Once companies have a sense of how widespread IM use is among their employees, they have three options, says Yahoo!’s Hickman. They can shut down IM use altogether, or they can replace the users’ free IM software with an enterprise-grade solution such as IBM’s Lotus Sametime — the current market-share leader — or more recent offerings from Yahoo!, AOL, Microsoft or Sun. Or they can install an overlay or gateway product, which funnels all IM traffic through one point, allowing companies to gain some control over IM traffic without making any changes to users’ IM clients.

When CIOs discover just how widely IM has permeated their organization’s computing environment, their first instinct is often to want to shut down all IM use, says Jupiter Research’s Gartenberg. “It’s a knee jerk reaction,” he says, “but users are not going to stand for it. They’ve already seen the benefits, they’ve installed the software, and here comes IT trying to take it away. The last thing IT wants to do is be seen as taking away a service that people see as valuable.”

**Set of tasks:**
1/ Please list every company the passage on workplace IM names as offering an enterprise-grade IM solution.
2/ According to the passage on workplace IM, which enterprise IM product is the current market-share leader?

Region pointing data
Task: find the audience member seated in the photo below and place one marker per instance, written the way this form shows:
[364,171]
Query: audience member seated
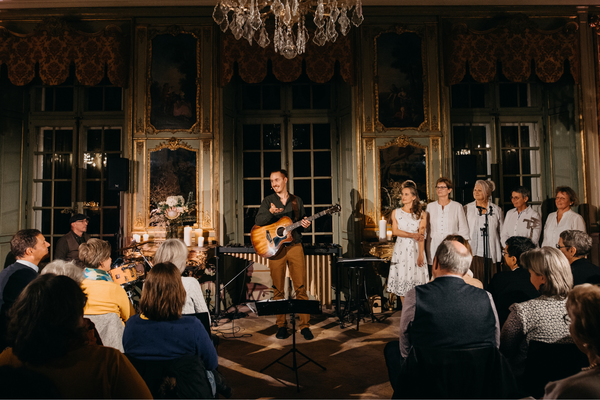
[583,308]
[46,333]
[104,295]
[160,333]
[468,277]
[29,248]
[539,319]
[576,246]
[447,313]
[514,286]
[176,252]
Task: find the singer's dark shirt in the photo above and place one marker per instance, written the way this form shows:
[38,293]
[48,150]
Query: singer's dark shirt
[264,216]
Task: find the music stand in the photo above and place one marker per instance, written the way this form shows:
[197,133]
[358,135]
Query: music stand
[290,306]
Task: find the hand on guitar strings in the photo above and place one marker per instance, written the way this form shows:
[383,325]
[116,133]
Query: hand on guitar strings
[275,210]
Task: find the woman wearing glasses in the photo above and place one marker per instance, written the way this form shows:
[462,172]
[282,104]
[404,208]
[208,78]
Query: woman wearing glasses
[445,217]
[538,319]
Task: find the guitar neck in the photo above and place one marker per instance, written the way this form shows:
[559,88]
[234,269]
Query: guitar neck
[311,218]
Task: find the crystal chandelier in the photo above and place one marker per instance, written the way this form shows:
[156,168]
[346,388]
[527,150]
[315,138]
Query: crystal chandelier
[290,34]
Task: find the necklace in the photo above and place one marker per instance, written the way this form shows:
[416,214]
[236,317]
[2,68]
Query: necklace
[592,366]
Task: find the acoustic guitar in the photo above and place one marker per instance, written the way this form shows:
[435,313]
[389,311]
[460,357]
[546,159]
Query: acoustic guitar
[268,239]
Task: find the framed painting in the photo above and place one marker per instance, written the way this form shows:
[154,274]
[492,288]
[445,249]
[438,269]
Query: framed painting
[173,93]
[173,174]
[401,87]
[400,160]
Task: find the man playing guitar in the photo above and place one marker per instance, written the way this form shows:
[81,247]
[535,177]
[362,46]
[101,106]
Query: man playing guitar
[273,207]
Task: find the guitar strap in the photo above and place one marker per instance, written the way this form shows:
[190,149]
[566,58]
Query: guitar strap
[295,208]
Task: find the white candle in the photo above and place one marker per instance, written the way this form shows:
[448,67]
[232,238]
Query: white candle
[382,230]
[187,235]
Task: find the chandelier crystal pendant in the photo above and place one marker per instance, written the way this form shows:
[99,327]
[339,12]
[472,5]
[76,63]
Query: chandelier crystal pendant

**Activity answers:**
1/ IBM (Lotus Sametime), Yahoo!, AOL, Microsoft, Sun

2/ IBM's Lotus Sametime